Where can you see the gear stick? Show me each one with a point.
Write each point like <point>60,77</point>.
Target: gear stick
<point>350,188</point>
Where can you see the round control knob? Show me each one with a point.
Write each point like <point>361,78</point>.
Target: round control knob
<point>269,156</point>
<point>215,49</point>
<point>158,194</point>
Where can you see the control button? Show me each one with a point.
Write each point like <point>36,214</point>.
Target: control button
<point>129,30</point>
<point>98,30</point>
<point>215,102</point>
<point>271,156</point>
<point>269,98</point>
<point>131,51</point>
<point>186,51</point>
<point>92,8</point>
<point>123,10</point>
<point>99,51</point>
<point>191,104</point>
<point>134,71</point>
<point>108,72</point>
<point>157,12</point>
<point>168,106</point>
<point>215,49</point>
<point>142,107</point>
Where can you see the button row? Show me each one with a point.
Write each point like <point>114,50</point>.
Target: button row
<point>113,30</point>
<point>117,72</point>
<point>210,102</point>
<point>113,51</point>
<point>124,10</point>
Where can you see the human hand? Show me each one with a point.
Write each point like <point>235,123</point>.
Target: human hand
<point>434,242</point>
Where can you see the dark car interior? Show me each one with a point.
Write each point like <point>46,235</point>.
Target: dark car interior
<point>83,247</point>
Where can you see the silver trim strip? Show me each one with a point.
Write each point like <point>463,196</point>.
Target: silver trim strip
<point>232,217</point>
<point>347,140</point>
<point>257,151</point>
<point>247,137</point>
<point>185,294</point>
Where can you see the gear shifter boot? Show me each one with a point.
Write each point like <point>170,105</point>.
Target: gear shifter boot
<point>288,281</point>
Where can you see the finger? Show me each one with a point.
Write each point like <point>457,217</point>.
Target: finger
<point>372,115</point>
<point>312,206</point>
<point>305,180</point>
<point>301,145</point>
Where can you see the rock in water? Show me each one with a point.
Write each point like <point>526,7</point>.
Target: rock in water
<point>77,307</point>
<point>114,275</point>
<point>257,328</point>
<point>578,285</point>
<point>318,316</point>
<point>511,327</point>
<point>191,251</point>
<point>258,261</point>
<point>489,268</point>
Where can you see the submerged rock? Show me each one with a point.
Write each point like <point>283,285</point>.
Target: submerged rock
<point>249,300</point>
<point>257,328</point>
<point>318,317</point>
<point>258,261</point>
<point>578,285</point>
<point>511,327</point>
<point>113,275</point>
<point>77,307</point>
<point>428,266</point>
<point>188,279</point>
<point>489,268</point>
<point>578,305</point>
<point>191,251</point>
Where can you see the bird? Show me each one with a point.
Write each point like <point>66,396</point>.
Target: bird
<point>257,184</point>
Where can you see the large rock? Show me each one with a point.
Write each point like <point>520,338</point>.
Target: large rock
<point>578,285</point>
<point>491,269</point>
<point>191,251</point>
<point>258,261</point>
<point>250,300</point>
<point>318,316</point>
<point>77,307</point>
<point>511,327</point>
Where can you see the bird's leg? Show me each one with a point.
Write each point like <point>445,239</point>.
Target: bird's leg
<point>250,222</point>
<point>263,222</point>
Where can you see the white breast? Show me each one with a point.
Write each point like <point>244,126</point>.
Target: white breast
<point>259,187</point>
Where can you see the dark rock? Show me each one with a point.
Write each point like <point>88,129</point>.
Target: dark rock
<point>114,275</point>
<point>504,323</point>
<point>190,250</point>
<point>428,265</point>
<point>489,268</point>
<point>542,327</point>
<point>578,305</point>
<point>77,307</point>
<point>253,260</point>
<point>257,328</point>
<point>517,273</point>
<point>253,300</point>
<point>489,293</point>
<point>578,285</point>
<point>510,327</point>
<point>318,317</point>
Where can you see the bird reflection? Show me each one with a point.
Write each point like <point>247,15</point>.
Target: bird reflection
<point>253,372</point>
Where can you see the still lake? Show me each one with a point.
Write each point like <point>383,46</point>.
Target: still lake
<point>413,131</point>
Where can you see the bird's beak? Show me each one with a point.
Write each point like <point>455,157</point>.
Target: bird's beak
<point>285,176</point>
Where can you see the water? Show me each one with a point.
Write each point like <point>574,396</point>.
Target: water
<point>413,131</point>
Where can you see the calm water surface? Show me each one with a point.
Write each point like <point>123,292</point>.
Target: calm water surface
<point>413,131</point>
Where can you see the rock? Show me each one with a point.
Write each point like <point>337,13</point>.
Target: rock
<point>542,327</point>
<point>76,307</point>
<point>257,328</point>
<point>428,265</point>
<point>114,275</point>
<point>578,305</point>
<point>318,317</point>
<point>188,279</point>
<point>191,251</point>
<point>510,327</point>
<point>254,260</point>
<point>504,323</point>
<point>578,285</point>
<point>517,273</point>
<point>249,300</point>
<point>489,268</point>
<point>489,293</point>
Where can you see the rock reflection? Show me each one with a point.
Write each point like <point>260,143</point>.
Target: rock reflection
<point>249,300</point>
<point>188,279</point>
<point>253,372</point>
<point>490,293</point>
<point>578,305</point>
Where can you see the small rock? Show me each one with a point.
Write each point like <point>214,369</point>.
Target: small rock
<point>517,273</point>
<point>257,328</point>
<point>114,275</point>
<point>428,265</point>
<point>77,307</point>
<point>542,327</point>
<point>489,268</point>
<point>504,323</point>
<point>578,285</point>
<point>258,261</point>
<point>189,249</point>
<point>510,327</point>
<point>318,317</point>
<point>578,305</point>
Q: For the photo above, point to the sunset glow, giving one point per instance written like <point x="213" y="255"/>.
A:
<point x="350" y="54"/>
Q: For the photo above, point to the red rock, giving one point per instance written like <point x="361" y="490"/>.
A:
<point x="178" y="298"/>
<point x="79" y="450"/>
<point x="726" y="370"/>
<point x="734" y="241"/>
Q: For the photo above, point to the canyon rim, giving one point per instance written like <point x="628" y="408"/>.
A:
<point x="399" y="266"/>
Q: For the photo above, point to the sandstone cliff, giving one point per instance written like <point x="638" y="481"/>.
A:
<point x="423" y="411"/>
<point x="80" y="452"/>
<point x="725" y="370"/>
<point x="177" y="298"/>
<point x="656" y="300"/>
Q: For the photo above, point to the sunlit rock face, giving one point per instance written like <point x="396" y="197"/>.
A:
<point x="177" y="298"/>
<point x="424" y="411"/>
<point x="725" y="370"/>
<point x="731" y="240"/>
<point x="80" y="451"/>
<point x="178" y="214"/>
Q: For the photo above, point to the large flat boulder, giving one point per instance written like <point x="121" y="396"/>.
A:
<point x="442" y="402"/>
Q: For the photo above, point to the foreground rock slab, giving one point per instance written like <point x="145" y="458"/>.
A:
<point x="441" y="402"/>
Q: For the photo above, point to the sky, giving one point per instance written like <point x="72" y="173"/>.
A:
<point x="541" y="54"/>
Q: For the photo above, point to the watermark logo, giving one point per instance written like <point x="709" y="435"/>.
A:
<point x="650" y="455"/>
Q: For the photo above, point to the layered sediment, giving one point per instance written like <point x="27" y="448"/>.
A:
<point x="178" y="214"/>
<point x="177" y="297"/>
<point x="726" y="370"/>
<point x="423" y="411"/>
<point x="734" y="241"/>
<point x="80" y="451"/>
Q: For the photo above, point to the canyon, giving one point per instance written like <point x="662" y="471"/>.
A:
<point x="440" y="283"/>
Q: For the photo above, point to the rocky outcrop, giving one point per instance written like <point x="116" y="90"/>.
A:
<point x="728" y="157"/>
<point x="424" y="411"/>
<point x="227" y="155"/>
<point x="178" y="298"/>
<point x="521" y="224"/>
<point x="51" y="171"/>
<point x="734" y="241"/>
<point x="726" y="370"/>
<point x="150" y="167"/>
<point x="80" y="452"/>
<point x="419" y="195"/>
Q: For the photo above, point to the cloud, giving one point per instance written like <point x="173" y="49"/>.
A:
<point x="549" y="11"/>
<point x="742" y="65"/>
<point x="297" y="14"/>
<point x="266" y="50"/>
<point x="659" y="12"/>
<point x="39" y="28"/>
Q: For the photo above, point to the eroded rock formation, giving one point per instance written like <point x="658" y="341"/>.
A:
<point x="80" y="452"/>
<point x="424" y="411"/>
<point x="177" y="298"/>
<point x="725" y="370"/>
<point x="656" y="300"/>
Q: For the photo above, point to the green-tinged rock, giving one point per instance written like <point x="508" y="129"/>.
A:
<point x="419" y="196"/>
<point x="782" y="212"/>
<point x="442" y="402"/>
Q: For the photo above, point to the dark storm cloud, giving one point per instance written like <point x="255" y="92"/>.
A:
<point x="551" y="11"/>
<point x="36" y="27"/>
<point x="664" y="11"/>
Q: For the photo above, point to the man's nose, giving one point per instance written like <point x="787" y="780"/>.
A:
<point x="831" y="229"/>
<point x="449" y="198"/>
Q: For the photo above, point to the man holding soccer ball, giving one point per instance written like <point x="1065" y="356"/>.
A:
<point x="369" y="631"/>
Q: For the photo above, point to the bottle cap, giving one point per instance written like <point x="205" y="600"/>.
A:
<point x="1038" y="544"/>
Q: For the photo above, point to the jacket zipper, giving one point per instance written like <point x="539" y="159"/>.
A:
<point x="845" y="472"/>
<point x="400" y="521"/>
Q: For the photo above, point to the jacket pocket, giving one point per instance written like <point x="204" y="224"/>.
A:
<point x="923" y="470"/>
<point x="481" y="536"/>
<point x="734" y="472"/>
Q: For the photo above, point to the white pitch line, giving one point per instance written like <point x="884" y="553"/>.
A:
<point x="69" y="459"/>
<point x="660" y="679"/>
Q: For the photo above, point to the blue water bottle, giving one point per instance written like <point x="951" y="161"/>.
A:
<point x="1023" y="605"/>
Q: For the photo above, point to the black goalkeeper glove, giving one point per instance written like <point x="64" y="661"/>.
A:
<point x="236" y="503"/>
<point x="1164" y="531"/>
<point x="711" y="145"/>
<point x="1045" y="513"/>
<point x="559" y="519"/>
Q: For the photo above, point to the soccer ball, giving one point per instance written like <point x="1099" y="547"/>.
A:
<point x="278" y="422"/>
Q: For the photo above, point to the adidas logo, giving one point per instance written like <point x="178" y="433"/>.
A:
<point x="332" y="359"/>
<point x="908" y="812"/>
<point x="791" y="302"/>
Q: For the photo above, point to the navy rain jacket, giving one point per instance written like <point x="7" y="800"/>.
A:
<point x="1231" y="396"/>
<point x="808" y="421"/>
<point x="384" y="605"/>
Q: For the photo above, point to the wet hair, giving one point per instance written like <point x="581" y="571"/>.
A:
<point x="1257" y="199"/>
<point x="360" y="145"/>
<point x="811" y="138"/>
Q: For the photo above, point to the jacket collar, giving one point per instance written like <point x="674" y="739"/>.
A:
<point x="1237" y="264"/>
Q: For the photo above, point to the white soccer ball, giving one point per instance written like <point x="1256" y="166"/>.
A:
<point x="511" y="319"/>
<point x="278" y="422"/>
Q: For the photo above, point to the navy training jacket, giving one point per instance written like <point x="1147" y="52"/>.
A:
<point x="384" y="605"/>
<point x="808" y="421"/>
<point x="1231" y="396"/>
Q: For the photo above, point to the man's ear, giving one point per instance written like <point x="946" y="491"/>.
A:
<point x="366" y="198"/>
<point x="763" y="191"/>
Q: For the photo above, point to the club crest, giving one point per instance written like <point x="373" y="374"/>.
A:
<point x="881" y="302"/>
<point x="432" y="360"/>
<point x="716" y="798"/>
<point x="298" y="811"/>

######

Copy the material from the line with "Where can you see the large" up to and including the line with "<point>259,187</point>", changing every "large rock" to "big boulder" and leaving the rest as it is.

Complete output:
Where can you see the big boulder? Show me each one with a point.
Write each point like <point>520,338</point>.
Target: big boulder
<point>578,285</point>
<point>491,269</point>
<point>191,251</point>
<point>258,261</point>
<point>250,300</point>
<point>318,316</point>
<point>77,307</point>
<point>511,327</point>
Where can you see the bird's leg? Show me each one with a point.
Write each point like <point>445,239</point>.
Target: bird's leg
<point>250,222</point>
<point>263,222</point>
Where can you see the white breast? Show me each one with a point.
Write each point like <point>244,126</point>.
Target: white breast
<point>259,187</point>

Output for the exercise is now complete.